**EJERCICIO**
Según el texto sobre la reconstrucción de la izquierda, ¿cuál fue el motivo de la polémica entre PRISA y el gobierno de Zapatero?

**TEXTO DEL EJERCICIO**
'''

Para reconstruir la izquierda social y cultural
Manuel Monereo, Miguel Riera
(Publicado en Rebelión)
El debate, si se puede llamar así, político del pasado verano da muchas y buenas pistas sobre los temas de fondo que organizan eso que se ha llamado “la opinión pública”. El primer asunto de importancia, no por orden cronológico, ha sido la polémica, que todavía colea, entre PRISA y el gobierno de Zapatero (hablo del gobierno y no del PSOE, no por casualidad, como luego se verá). El motivo, como es sabido, ha sido la regulación por decreto-ley del sistema de pago para la TDT. La brutalidad de la respuesta de los representantes de la citada empresa de comunicación, agobiada por una deuda que ronda los cinco mil millones de euros, demuestra hasta qué punto están rotas las relaciones entre el gobierno y el sistema mediático empresarial que, hasta ahora, ha condicionado y, hasta cierto punto, apoyado a ese gobierno.
El tema es muy viejo en la política y consiste en algo tan simple, pero tan importante como la creación desde el gobierno de grupos mediáticos que lo apoyen y lo sostengan. Esto lo ha hecho el PSOE y lo ha hecho el PP, al igual que, desde otro ámbito, lo hacen los partidos nacionalistas. Tan vieja también como el mundo es la tendencia de estos grupos mediático-financieros de autonomizarse y convertirse en lobbys que acaban determinando muchas veces las políticas del partido que en otros momentos los impulsó. Es evidente que Zapatero sintió negativamente, ya desde la oposición, la presión de PRISA y que desde el gobierno ha intentado e intenta crear un grupo de apoyo mediático que, sin romper definitivamente con PRISA, sí que la limite y le asegure márgenes de maniobra mucho más grandes.

'''

(Datos de expresiones referenciales)
'''

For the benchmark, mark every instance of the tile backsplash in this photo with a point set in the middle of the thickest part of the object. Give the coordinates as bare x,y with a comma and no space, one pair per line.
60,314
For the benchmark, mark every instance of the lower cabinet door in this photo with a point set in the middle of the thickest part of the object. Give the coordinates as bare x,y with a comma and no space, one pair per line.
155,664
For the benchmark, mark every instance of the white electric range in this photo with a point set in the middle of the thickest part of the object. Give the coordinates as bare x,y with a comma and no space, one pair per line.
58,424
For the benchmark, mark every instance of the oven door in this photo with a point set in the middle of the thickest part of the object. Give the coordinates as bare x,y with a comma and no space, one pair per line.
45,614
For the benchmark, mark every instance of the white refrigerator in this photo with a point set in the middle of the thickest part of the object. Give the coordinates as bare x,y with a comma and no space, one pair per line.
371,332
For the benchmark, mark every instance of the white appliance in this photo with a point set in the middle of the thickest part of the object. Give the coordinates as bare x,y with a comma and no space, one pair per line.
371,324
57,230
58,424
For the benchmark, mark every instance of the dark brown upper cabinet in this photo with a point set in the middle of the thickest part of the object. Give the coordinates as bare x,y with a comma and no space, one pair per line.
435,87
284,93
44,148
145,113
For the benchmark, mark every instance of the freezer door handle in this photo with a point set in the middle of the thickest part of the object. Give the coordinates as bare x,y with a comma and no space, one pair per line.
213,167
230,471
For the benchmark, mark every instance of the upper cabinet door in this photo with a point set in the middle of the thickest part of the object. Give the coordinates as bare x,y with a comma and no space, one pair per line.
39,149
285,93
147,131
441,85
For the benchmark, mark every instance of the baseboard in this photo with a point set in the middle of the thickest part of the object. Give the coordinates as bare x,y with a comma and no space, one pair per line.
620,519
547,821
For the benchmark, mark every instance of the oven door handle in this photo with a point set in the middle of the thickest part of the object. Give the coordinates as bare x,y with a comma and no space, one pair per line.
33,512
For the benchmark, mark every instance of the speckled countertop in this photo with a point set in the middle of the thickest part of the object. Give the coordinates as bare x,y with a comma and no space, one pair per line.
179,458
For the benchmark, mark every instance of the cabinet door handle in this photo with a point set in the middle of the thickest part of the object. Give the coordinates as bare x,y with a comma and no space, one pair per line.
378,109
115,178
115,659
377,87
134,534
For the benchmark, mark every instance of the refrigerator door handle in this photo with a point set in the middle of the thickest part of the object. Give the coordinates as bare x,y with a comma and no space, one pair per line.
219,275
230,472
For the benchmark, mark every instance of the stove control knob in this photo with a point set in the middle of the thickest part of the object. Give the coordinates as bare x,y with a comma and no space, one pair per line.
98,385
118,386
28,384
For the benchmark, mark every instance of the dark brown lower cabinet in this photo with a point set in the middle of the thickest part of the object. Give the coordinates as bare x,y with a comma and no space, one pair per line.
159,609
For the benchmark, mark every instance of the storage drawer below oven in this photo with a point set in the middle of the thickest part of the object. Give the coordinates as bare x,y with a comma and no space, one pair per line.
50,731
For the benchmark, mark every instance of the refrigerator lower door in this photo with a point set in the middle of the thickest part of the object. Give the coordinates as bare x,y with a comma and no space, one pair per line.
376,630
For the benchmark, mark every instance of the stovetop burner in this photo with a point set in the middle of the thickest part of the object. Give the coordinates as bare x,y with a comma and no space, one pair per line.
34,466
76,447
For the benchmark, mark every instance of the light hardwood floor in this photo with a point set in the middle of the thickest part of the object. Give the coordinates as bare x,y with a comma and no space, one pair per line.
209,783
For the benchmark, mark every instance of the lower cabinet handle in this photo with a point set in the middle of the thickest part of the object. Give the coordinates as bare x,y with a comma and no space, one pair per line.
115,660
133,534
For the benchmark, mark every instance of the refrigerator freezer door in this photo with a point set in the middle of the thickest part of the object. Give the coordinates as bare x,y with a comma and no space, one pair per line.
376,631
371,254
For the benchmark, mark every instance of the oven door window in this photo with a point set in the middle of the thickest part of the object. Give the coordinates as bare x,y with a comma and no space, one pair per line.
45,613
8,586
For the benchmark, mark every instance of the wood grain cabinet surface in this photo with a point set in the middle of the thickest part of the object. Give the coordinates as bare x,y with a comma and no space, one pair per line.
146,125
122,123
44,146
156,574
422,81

'''

**RESPUESTA**
La regulación por decreto-ley del sistema de pago para la TDT.